◆ **WHAT YOU WILL DO**: Report every line in the items that contains the word "white", copying each line in full.

◆ **PROVIDED INFORMATION**:
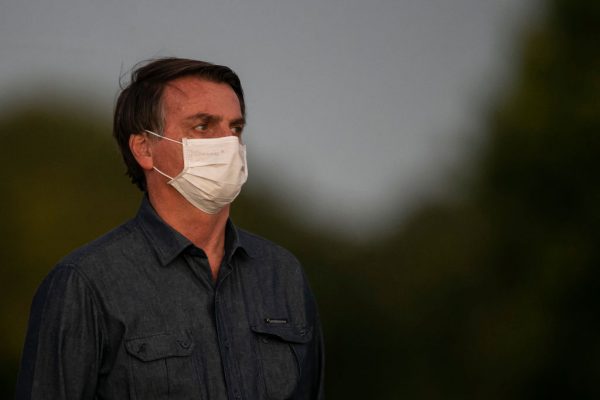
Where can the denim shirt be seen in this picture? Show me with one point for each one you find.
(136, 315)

...

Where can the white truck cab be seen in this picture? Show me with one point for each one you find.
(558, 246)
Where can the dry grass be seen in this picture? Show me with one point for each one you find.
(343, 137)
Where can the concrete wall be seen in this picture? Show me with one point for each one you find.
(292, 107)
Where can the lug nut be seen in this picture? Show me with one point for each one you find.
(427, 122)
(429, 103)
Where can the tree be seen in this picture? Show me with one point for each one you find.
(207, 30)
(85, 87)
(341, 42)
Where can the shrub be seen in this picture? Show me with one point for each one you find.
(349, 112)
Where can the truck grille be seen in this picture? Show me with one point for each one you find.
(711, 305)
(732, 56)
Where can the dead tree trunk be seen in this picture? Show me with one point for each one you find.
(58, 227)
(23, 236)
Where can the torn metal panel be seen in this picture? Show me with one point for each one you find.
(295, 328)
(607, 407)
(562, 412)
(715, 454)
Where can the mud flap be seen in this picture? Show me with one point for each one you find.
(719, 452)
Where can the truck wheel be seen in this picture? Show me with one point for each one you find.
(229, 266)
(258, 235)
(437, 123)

...

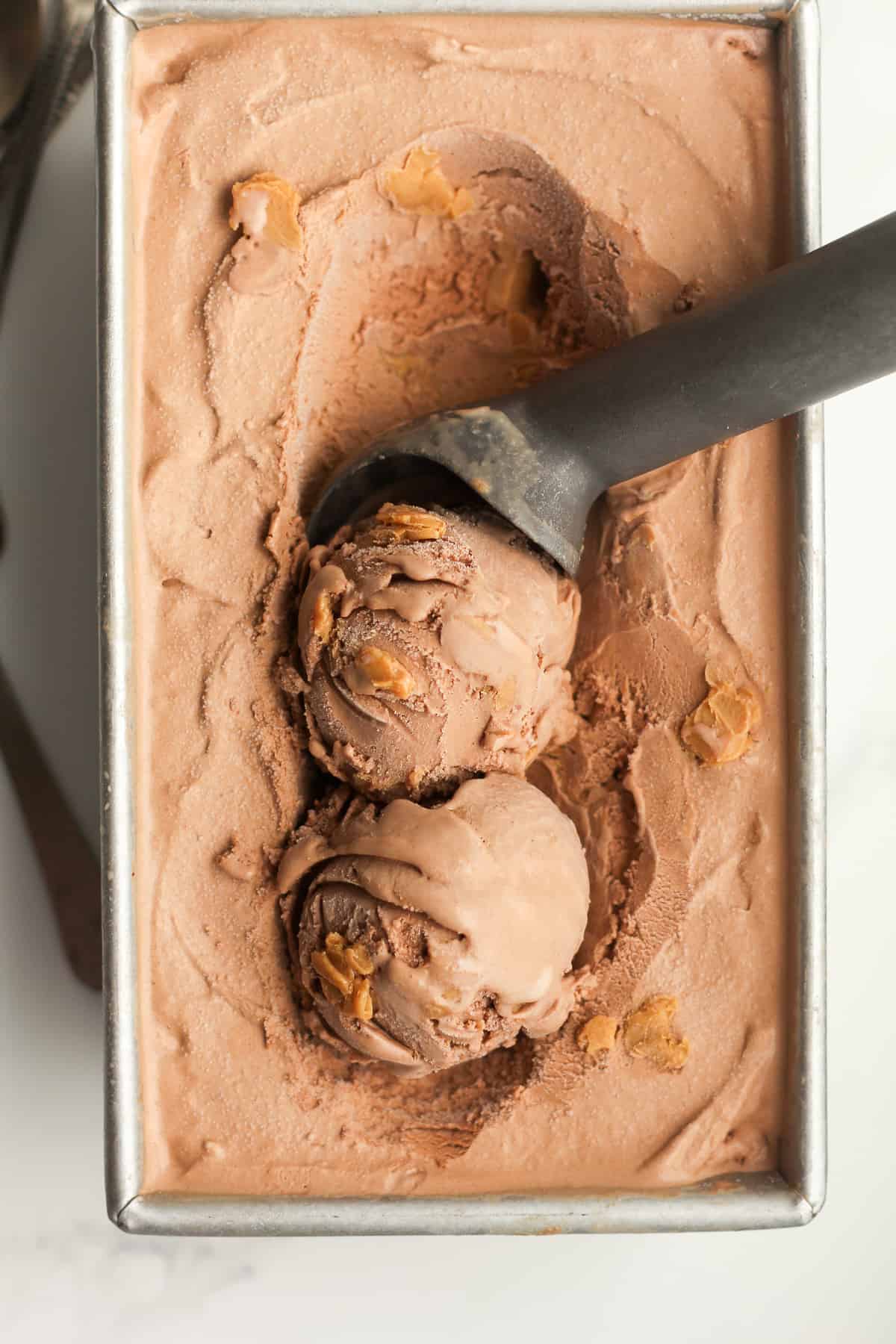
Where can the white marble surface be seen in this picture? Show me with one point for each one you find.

◆ **FINAL RESULT**:
Where can the white truck cab be seen in this picture? Show me with one point for each one you find.
Where can the white marble surface be seen in this picture? Show me with one point for each one you find.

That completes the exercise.